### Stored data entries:
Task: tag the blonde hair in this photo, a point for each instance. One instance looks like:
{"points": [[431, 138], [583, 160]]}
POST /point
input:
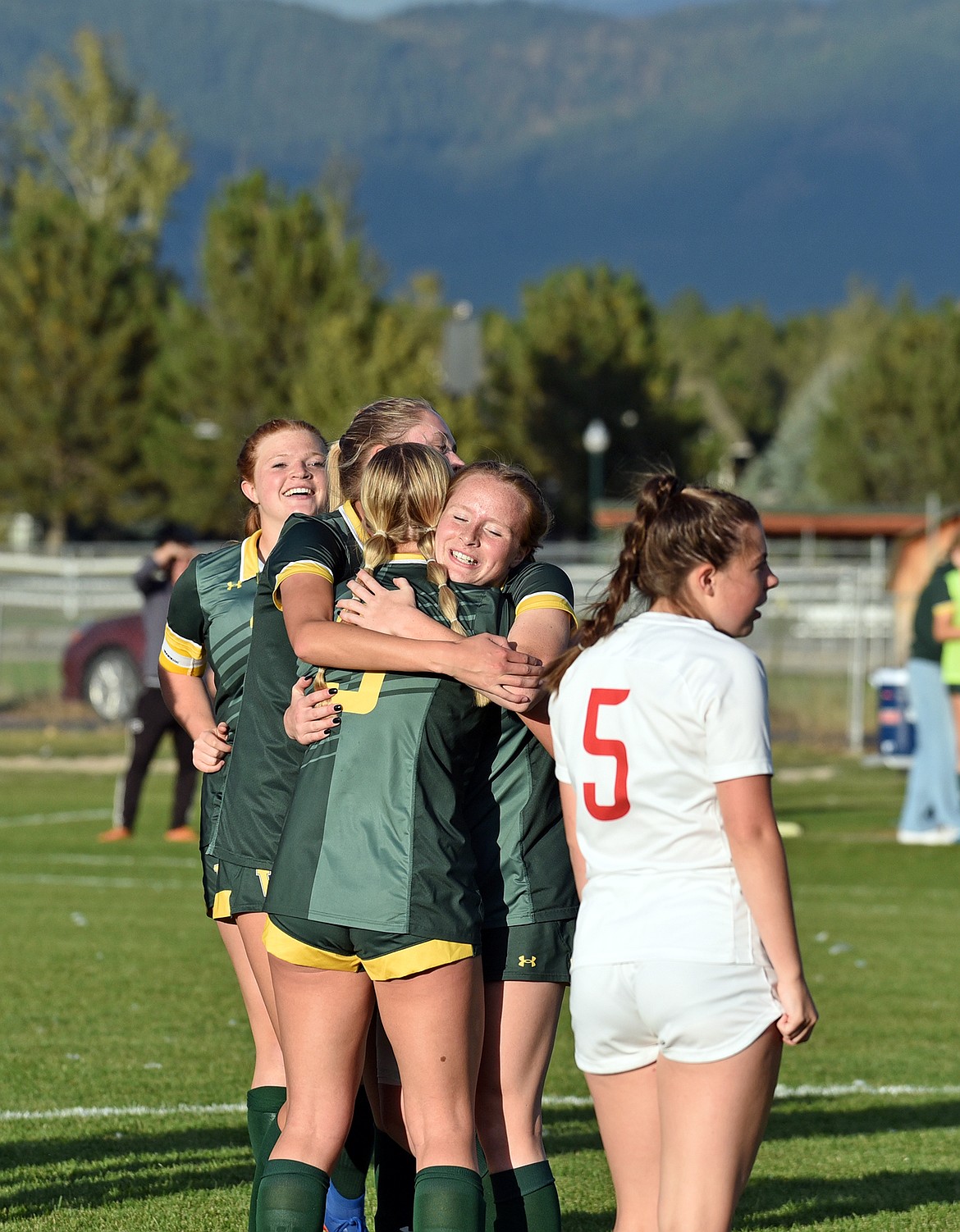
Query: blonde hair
{"points": [[674, 529], [382, 422], [250, 449], [402, 495]]}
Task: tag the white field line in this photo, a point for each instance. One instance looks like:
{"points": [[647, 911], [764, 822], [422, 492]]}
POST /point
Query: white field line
{"points": [[807, 1092], [51, 878], [84, 814], [106, 861]]}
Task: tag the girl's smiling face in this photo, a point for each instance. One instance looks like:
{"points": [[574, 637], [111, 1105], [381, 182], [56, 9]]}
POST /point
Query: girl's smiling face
{"points": [[480, 534], [289, 476]]}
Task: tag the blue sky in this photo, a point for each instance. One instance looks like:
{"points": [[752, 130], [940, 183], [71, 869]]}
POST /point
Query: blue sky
{"points": [[378, 7]]}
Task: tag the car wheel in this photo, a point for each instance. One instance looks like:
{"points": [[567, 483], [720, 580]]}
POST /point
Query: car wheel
{"points": [[112, 684]]}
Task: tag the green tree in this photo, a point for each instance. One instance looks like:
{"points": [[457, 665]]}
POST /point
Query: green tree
{"points": [[78, 326], [96, 138], [893, 431], [284, 274], [586, 348], [752, 363]]}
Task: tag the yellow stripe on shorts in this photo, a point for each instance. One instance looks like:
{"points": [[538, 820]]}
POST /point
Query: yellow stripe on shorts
{"points": [[287, 947]]}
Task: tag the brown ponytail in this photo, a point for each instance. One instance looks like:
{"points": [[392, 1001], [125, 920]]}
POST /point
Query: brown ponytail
{"points": [[674, 529]]}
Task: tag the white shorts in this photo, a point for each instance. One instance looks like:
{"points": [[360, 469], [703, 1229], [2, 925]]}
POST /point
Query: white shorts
{"points": [[628, 1014]]}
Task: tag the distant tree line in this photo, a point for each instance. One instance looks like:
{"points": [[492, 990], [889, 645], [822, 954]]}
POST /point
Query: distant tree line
{"points": [[123, 399]]}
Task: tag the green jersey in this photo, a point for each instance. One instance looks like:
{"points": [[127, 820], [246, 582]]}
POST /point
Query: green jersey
{"points": [[208, 626], [262, 769], [524, 864], [376, 836], [935, 595]]}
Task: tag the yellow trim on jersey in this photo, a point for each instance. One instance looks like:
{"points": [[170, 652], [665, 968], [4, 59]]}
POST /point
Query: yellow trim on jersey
{"points": [[415, 959], [354, 522], [546, 600], [287, 947], [249, 557], [309, 568], [181, 655], [363, 700]]}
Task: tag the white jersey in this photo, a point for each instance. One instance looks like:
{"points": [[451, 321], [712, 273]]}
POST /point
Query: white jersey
{"points": [[645, 724]]}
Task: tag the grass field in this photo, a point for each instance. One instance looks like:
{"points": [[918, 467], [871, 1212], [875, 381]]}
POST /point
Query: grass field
{"points": [[126, 1052]]}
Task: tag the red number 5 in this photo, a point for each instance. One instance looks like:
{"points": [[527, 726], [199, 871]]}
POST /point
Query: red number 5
{"points": [[599, 748]]}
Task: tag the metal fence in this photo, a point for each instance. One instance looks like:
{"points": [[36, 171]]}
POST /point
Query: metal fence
{"points": [[825, 628]]}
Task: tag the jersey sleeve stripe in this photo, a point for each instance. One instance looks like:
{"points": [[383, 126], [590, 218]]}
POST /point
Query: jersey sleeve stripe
{"points": [[181, 655], [546, 600], [309, 568]]}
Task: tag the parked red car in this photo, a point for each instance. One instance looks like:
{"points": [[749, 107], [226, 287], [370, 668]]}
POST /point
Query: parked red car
{"points": [[101, 665]]}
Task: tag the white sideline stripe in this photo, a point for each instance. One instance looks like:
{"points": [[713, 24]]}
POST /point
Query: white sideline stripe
{"points": [[106, 861], [89, 1114], [51, 878], [807, 1092], [85, 814]]}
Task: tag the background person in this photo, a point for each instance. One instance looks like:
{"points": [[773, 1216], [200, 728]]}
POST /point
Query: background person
{"points": [[493, 520], [281, 471], [152, 719], [687, 976], [930, 811]]}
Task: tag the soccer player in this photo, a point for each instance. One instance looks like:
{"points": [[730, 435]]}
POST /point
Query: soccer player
{"points": [[263, 770], [375, 878], [493, 522], [687, 974], [281, 468]]}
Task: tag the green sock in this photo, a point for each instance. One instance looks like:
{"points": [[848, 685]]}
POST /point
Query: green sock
{"points": [[349, 1175], [395, 1170], [267, 1145], [292, 1197], [263, 1104], [447, 1200], [487, 1189], [527, 1199]]}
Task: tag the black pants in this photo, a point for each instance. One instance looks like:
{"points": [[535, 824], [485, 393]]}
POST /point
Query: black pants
{"points": [[149, 722]]}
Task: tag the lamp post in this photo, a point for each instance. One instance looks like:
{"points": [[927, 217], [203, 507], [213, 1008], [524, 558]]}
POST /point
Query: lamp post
{"points": [[596, 442]]}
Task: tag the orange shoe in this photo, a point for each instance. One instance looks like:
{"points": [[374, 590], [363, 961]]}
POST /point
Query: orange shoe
{"points": [[115, 834], [181, 834]]}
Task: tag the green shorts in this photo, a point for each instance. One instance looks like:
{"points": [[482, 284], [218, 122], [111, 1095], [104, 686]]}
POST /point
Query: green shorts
{"points": [[237, 890], [339, 947], [534, 952]]}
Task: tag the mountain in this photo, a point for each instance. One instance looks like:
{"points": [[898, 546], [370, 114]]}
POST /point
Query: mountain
{"points": [[757, 149]]}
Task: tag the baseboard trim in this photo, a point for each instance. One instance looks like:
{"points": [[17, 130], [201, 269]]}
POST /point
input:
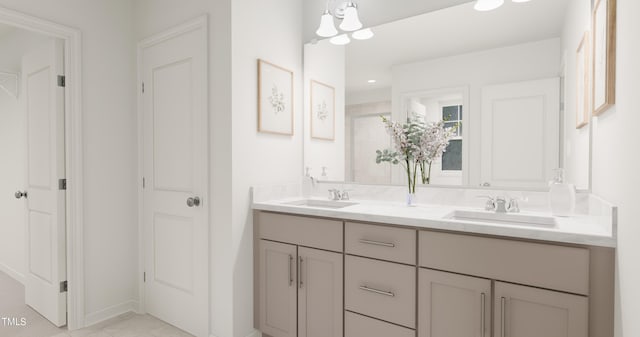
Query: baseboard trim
{"points": [[255, 333], [110, 312], [12, 272]]}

### EXERCISE AIM:
Swap "in this photo" for "in this image" throughout all the records and give them again with nothing else changed. Leave the pictures out.

### WORKED SOLUTION:
Task: tag the blonde hair in this image, a point for each instance. One instance looks like:
{"points": [[431, 138], [583, 160]]}
POST /point
input:
Query: blonde hair
{"points": [[674, 529], [382, 422], [250, 449], [402, 495]]}
Task: tag the white field line in this image, a point for each instance. One instance looks like:
{"points": [[647, 911], [764, 822], [422, 492]]}
POST /point
Query: white field line
{"points": [[807, 1092], [51, 878], [84, 814], [106, 861]]}
Task: tag the girl's smiling face in this image, a point for each instance. One instance looks like:
{"points": [[574, 637], [111, 1105], [381, 182], [56, 9]]}
POST /point
Query: girl's smiling face
{"points": [[480, 534], [289, 476]]}
Task: tag the blue sky in this image, a point for each instance. One instance looks like:
{"points": [[752, 130], [940, 183], [71, 869]]}
POST /point
Query: blue sky
{"points": [[378, 7]]}
Task: tag the car wheel in this image, a point for each instance. One instance looks like:
{"points": [[567, 483], [720, 580]]}
POST /point
Query: car wheel
{"points": [[112, 684]]}
Task: tag the green tree in this image, a point for each instance. One instance looks like:
{"points": [[457, 665]]}
POST /point
Query: green tree
{"points": [[78, 326], [96, 138], [893, 431], [284, 274], [586, 348], [752, 363]]}
Task: tag the yellow stripe on shorts in this image, a point for each instance. One instance looks like:
{"points": [[538, 820]]}
POST /point
Query: yellow stripe on shorts
{"points": [[287, 947]]}
Task: tag the brown ponytail in this image, a point for each instance. One instance looks like:
{"points": [[392, 1001], [125, 920]]}
POST /point
Query: brown ponytail
{"points": [[674, 529]]}
Task: tag the white shorts in this image, a point for each instance. One instance looks like:
{"points": [[360, 469], [703, 1229], [2, 925]]}
POST /point
Query: white shorts
{"points": [[628, 1014]]}
Task: tag the distant tree line in this image, a point for each instance. One instance looks like:
{"points": [[492, 990], [889, 645], [822, 954]]}
POST /point
Query: distant tree line
{"points": [[123, 399]]}
Task: tag the green jersey in this image, a point for each instance. One instance looks like:
{"points": [[127, 820], [246, 582]]}
POST /point
Query: green jersey
{"points": [[208, 626], [262, 769], [524, 864], [376, 836], [935, 595]]}
Task: tag the yellow trim on jersey in this image, a point for each instance. One instance looks like:
{"points": [[170, 652], [665, 968], [4, 59]]}
POST /point
Query: yellow trim on jersey
{"points": [[415, 959], [354, 522], [546, 600], [287, 947], [249, 557], [309, 568], [181, 655], [363, 700]]}
Task: tag the white jersey in this image, a point for each instance. One instance looks like:
{"points": [[451, 321], [712, 273]]}
POST /point
Query: white jersey
{"points": [[645, 724]]}
Task: tag the grass field in this image, a point for each instance. One instance looks like:
{"points": [[918, 467], [871, 1212], [875, 381]]}
POST /point
Query: grass field
{"points": [[126, 1052]]}
Task: tag the red number 5 in this image, a point for each instance. One instance looks like:
{"points": [[527, 726], [199, 871]]}
POST /point
Query: red number 5
{"points": [[599, 748]]}
Task: tag the metal fence in this image, a point for each instance. One instance looks like:
{"points": [[36, 171]]}
POST /point
Query: metal fence
{"points": [[825, 628]]}
Task: tag the jersey sleeve stripe in this image, a point for each instance. One instance looks like:
{"points": [[383, 126], [590, 218]]}
POST /point
Query: jersey sleeve stripe
{"points": [[181, 655], [546, 600], [309, 568]]}
Task: tag the parked red car in this image, a point for each instance. One instance looks like:
{"points": [[749, 107], [226, 287], [370, 668]]}
POST /point
Query: parked red car
{"points": [[101, 665]]}
Task: tag the white sideline stripe in this image, a point for each instance. One instance looks like:
{"points": [[713, 24]]}
POST /point
Query: white sideline stripe
{"points": [[106, 861], [89, 1114], [51, 878], [807, 1092], [85, 814]]}
Task: tag the background person in this image, a point for each instance. One instance looks like:
{"points": [[773, 1216], [200, 728]]}
POST /point
Query: background person
{"points": [[493, 520], [281, 471], [152, 719], [687, 976], [930, 811]]}
Task: tag the soccer player in this image, a point for each instance. One instance looks like:
{"points": [[730, 435]]}
POST /point
Query: soccer player
{"points": [[263, 770], [375, 878], [493, 522], [687, 974], [281, 468]]}
Task: tag the green sock in this image, a point for each instance. One instance looks like:
{"points": [[848, 685]]}
POST /point
Query: green sock
{"points": [[349, 1175], [395, 1170], [267, 1145], [292, 1197], [263, 1104], [447, 1200], [487, 1189], [527, 1199]]}
Task: tag the black pants in this image, a point for each instance. One instance looks like:
{"points": [[535, 824], [485, 393]]}
POST /point
Query: black pants
{"points": [[149, 722]]}
Task: tag the lamp post in this image, a point for each instance. One instance looks like:
{"points": [[927, 217], [203, 507], [213, 1008], [524, 558]]}
POST /point
Query: lamp post
{"points": [[596, 442]]}
Task: tag the orange shoe in this image, a point for each instance. One instance looks like:
{"points": [[374, 590], [363, 961]]}
POST /point
Query: orange shoe
{"points": [[115, 834], [181, 834]]}
Task: tag the green shorts in this image, a point for each instance. One instance looks like:
{"points": [[482, 284], [218, 122], [111, 1095], [104, 686]]}
POST /point
Query: green shorts
{"points": [[237, 890], [339, 947], [534, 952]]}
Task: tag the mountain in this image, a point for each instance. One instance looks like:
{"points": [[898, 546], [370, 114]]}
POST /point
Query: mountain
{"points": [[757, 149]]}
Task: tag the baseboard trim in this image, a point for each instance. One instance looks like:
{"points": [[17, 130], [201, 269]]}
POST /point
input:
Query: baseboard trim
{"points": [[255, 333], [110, 312], [12, 272]]}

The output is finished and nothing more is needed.